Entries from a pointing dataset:
Start

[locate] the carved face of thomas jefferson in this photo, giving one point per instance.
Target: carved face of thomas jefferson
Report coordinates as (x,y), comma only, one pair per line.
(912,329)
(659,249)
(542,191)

End

→ **What the exercise asks**
Each record above should be repeated exactly as it appears.

→ **Full solution**
[locate] the carved face of thomas jefferson in this photo, giving one point per instance.
Target: carved face of thomas jefferson
Report coordinates as (x,y), comma only, one pair per line.
(912,329)
(659,249)
(542,191)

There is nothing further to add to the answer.